**Exercise instructions:** Please rewrite the data below with every "SHOULD" replaced by "MUST" and everything else left unchanged. Leave the pictures out of your version.

* begin Material for the task *

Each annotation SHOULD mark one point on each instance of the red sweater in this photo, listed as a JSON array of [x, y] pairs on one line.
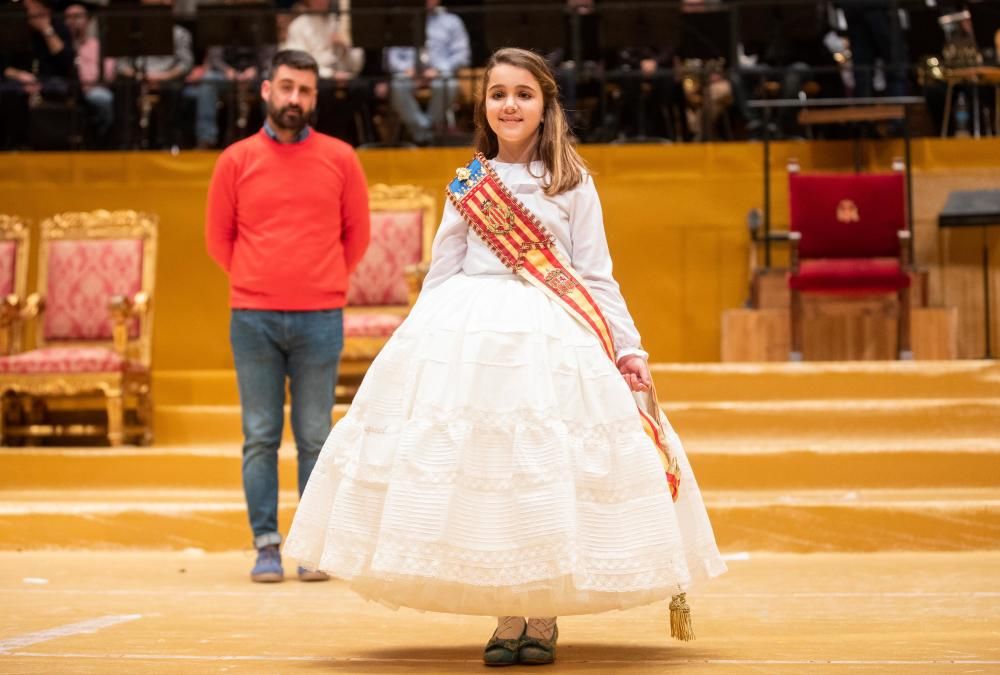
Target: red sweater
[[288, 222]]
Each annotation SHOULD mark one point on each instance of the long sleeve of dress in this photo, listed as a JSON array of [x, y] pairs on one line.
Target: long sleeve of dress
[[591, 257], [449, 248]]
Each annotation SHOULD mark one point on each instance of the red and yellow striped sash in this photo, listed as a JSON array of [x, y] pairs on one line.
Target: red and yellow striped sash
[[523, 245]]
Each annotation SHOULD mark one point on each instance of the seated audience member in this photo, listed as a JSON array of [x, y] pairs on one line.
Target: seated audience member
[[650, 103], [225, 70], [96, 94], [158, 81], [326, 36], [46, 72], [446, 49]]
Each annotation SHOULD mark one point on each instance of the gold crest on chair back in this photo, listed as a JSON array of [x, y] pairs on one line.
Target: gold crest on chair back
[[386, 282], [14, 242], [93, 326]]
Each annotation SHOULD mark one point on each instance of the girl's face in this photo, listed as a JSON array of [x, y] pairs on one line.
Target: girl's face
[[514, 104]]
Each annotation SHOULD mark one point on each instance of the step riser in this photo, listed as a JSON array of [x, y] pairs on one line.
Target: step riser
[[738, 528], [791, 470], [710, 382], [179, 425]]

* end Material for the task *

**Written answer:**
Each annotation MUST mark one point on each instance of the red sweater in this photo, listed as a JSON array of [x, y] pairs on one line.
Target: red sweater
[[288, 222]]
Each annotation MUST mark one point on each instance of the long sleeve of dress in this photo, listed as a JSON array of [x, y] pairs on one line.
Target: long sleeve of dress
[[591, 257], [449, 248]]
Each annotation MUST mark one point on each instance of the red and yellow striped sash in this photo, listed as a JSON array of [x, y] pairs on one line.
Target: red and yellow striped sash
[[523, 245]]
Each annotation MUST mark one point on each instance of the seated audience member in this photo, listed as a JSON array of [x, y] pairs on one line.
Target: seated audience member
[[650, 103], [225, 70], [96, 94], [158, 81], [326, 36], [46, 72], [446, 49]]
Each annotation MUST mark one point on each instance of the gold crest on chair back in this photo, listed as a JSON array of [x, y] pairs on one line.
Target: gold crest on chair back
[[386, 282], [14, 242], [93, 326]]
Each annotation MUST mark one point on each instance of the girl's face in this photo, listed as a JSON array of [x, y] pairs on one line.
Target: girl's face
[[514, 104]]
Each annotation MUST mark one point on each instance of the step riser in this photo, listed as a JSON array of [x, y] pairs on one line.
Target: step riser
[[738, 528], [791, 470], [710, 382], [179, 425]]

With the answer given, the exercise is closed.